Exercise aim:
Rewrite the records from the line with "of the <item>white" to the line with "[[[84,283],[65,264],[0,320],[0,390],[52,384],[78,360],[90,319]]]", both included, keeping the requests. Multiply each coordinate in the answers by 0.75 and round to the nearest whole number, with halves rounded up.

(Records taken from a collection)

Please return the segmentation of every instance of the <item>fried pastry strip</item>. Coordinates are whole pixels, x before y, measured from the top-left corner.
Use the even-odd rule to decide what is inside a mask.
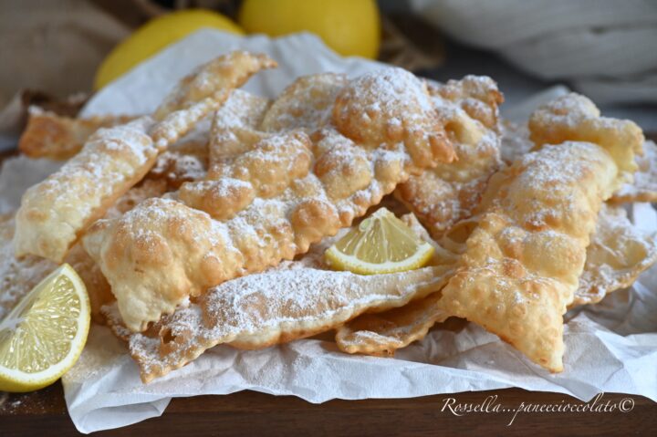
[[[429,89],[458,161],[412,176],[397,188],[395,196],[439,238],[472,214],[488,179],[500,166],[497,106],[503,97],[486,77],[466,76]]]
[[[656,261],[657,234],[634,226],[623,208],[604,205],[570,307],[598,303],[631,286]]]
[[[166,146],[216,109],[268,57],[236,52],[183,78],[156,112],[93,134],[83,150],[23,196],[16,232],[16,255],[60,262],[87,227],[143,178]]]
[[[443,258],[447,262],[457,259],[460,252],[454,254],[454,258]],[[595,304],[606,295],[631,286],[656,261],[655,235],[636,228],[624,209],[603,205],[587,247],[584,272],[568,307]],[[423,338],[435,323],[449,317],[440,298],[437,292],[399,308],[359,316],[338,328],[338,347],[349,353],[393,355],[396,349]]]
[[[639,169],[634,173],[634,182],[621,186],[610,202],[657,202],[657,144],[651,140],[645,141],[643,156],[637,156],[636,160]]]
[[[495,173],[459,270],[442,307],[516,347],[532,361],[563,369],[563,318],[573,302],[602,202],[631,180],[642,144],[631,121],[601,119],[568,95],[532,116],[545,146]],[[569,141],[570,136],[581,140]]]
[[[117,334],[129,340],[148,382],[218,344],[263,349],[330,330],[365,311],[403,306],[440,287],[443,274],[443,267],[370,276],[308,267],[273,269],[224,282],[145,333],[122,328],[111,309],[109,318]]]
[[[423,338],[436,323],[450,314],[438,301],[440,292],[404,307],[377,314],[363,314],[336,330],[336,343],[343,352],[391,357],[398,349]]]
[[[99,129],[125,124],[133,119],[128,116],[71,119],[32,107],[18,150],[30,158],[68,160],[78,153]]]
[[[143,330],[210,286],[305,253],[350,225],[410,173],[454,158],[425,85],[402,69],[349,82],[331,111],[333,126],[311,135],[308,173],[287,180],[273,197],[235,208],[230,219],[154,199],[89,230],[85,247],[111,284],[130,329]],[[307,136],[297,132],[299,140]]]
[[[164,181],[144,181],[133,187],[107,213],[108,217],[117,217],[132,209],[137,203],[149,197],[162,195],[166,191]],[[41,256],[26,255],[16,258],[14,251],[14,231],[16,219],[6,214],[0,220],[0,319],[3,314],[26,295],[41,279],[55,270],[57,265]],[[102,323],[100,307],[114,300],[105,276],[96,263],[89,256],[82,245],[76,244],[67,254],[64,262],[69,264],[80,276],[89,296],[91,317]]]

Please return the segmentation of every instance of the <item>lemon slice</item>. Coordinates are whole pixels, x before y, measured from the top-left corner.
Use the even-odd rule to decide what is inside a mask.
[[[75,364],[89,328],[84,283],[65,264],[0,320],[0,390],[52,384]]]
[[[332,267],[360,275],[420,268],[432,255],[433,247],[385,208],[354,226],[324,253]]]

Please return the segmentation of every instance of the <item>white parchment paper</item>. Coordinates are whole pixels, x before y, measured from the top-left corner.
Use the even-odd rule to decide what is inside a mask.
[[[355,76],[381,64],[341,58],[319,39],[299,34],[269,39],[203,30],[141,64],[99,92],[83,115],[151,111],[178,78],[196,65],[229,50],[266,52],[280,67],[254,78],[246,89],[275,96],[294,78],[320,71]],[[503,90],[504,91],[504,90]],[[564,92],[549,90],[542,98]],[[511,109],[527,117],[537,100]],[[28,168],[29,171],[25,171]],[[16,206],[24,187],[53,165],[24,158],[6,161],[0,173],[0,209]],[[632,220],[657,230],[648,204],[636,204]],[[408,398],[436,393],[520,387],[557,391],[588,401],[600,391],[640,394],[657,401],[657,268],[632,288],[567,315],[563,373],[553,375],[474,324],[435,328],[394,359],[350,356],[332,341],[304,339],[257,351],[219,346],[148,385],[125,346],[108,328],[94,326],[82,357],[62,379],[68,412],[82,432],[117,428],[162,413],[173,397],[254,390],[295,395],[310,402],[339,399]]]

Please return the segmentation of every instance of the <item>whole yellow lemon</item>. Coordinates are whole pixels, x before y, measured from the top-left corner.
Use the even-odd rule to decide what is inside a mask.
[[[170,44],[203,27],[244,35],[244,30],[230,18],[206,9],[188,9],[158,16],[110,52],[96,72],[94,88],[101,88]]]
[[[270,36],[314,32],[344,56],[374,58],[379,54],[375,0],[245,0],[238,23],[246,32]]]

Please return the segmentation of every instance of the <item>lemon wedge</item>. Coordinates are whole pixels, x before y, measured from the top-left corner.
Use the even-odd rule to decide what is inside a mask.
[[[405,272],[425,265],[433,247],[385,208],[354,226],[325,253],[331,267],[360,275]]]
[[[84,283],[65,264],[0,320],[0,390],[52,384],[78,360],[90,319]]]

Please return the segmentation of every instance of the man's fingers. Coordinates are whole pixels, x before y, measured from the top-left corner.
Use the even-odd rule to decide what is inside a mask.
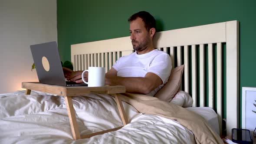
[[[80,79],[82,79],[82,75],[76,75],[76,76],[70,79],[69,78],[69,80],[71,81],[77,81],[78,80],[80,80]]]
[[[84,82],[83,81],[82,79],[79,79],[79,80],[78,80],[75,81],[75,82],[77,83],[83,83]]]

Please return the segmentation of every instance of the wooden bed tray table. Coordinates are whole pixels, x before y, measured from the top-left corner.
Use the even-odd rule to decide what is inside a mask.
[[[26,89],[26,95],[30,95],[31,90],[56,94],[64,97],[67,110],[69,118],[71,131],[74,140],[87,138],[98,134],[102,134],[107,132],[117,131],[123,126],[110,129],[85,135],[80,135],[76,123],[75,111],[73,107],[72,97],[84,95],[91,92],[109,94],[115,97],[118,107],[122,121],[124,125],[128,124],[127,119],[125,115],[124,108],[120,97],[117,94],[125,92],[125,88],[123,86],[105,86],[97,87],[86,86],[65,87],[55,85],[44,84],[36,82],[23,82],[22,87]],[[86,104],[85,104],[86,105]]]

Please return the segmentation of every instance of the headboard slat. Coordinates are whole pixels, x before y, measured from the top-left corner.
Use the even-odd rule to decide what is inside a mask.
[[[201,44],[199,46],[199,65],[200,69],[200,106],[205,106],[205,96],[204,96],[204,47],[203,44]]]
[[[184,46],[184,91],[189,93],[188,71],[188,46]]]
[[[192,60],[192,94],[193,98],[193,107],[197,106],[197,54],[196,46],[194,45],[191,47]]]
[[[221,43],[217,43],[217,113],[220,129],[222,125],[222,52]],[[220,133],[221,135],[221,131]]]
[[[170,56],[171,56],[171,65],[172,68],[174,67],[174,49],[172,46],[170,47]]]
[[[209,107],[213,108],[213,44],[208,45],[208,79]]]

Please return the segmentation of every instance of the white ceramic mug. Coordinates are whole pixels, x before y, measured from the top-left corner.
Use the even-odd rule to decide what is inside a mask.
[[[88,82],[83,76],[85,72],[88,72]],[[89,67],[82,73],[82,78],[84,83],[88,84],[88,87],[102,86],[105,85],[105,68]]]

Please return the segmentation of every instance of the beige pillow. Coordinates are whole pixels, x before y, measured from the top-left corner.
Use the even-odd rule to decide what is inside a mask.
[[[168,82],[154,96],[162,101],[169,102],[177,92],[181,83],[184,65],[175,68],[171,71]]]

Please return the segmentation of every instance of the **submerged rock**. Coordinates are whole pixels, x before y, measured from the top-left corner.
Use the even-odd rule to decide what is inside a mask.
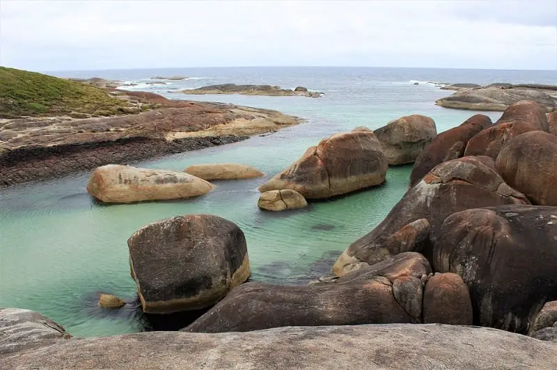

Exercise result:
Please return the segmentation of every instance of the <item>white parchment paper</item>. Coordinates are whole pixels, x before y, measured from the top-left corner.
Use the even-odd rule to decide what is inside a mask.
[[[266,57],[286,48],[256,44],[239,29],[224,26],[202,29],[152,23],[106,48],[74,69],[62,86],[113,83],[134,59],[147,49],[172,38],[200,39],[210,50],[191,59],[185,67],[206,72],[221,59],[240,53]],[[377,68],[378,68],[378,68]],[[423,69],[412,68],[407,74]],[[383,82],[395,88],[403,75]],[[21,126],[22,128],[19,128]],[[12,155],[18,140],[40,124],[18,119],[5,121],[0,130],[0,157]],[[474,165],[493,173],[486,153],[477,153]],[[306,299],[327,295],[390,290],[418,293],[441,301],[450,293],[480,296],[493,301],[493,201],[474,216],[425,236],[422,280],[415,281],[356,243],[326,246],[296,269],[263,267],[249,256],[228,254],[193,263],[164,260],[111,289],[94,260],[81,246],[71,245],[62,268],[47,284],[51,309],[62,324],[88,321],[122,310],[130,298],[191,293],[221,296],[233,302],[254,299]]]

Please return the segmentation of every instance of the <item>whole yellow lemon</item>. Coordinates are whole pixels, x before y, measured from the top-left corner.
Use the even-odd rule to decide what is inside a mask.
[[[128,33],[152,20],[183,26],[183,23],[173,14],[155,7],[141,7],[119,12],[83,39],[72,54],[71,66],[76,66]]]
[[[203,27],[236,24],[258,42],[281,44],[284,41],[281,0],[184,0],[179,17],[185,24]]]

Please return the segmentation of every instance of the <item>lemon wedge</item>. Coordinates are whole pixels, x before y, measured from the top-left corner.
Use the even-odd rule to decide what is inside a mask.
[[[304,204],[319,199],[325,185],[289,156],[266,170],[244,190],[248,200],[270,206]]]
[[[63,212],[49,198],[0,240],[0,293],[39,288],[59,270],[68,239]]]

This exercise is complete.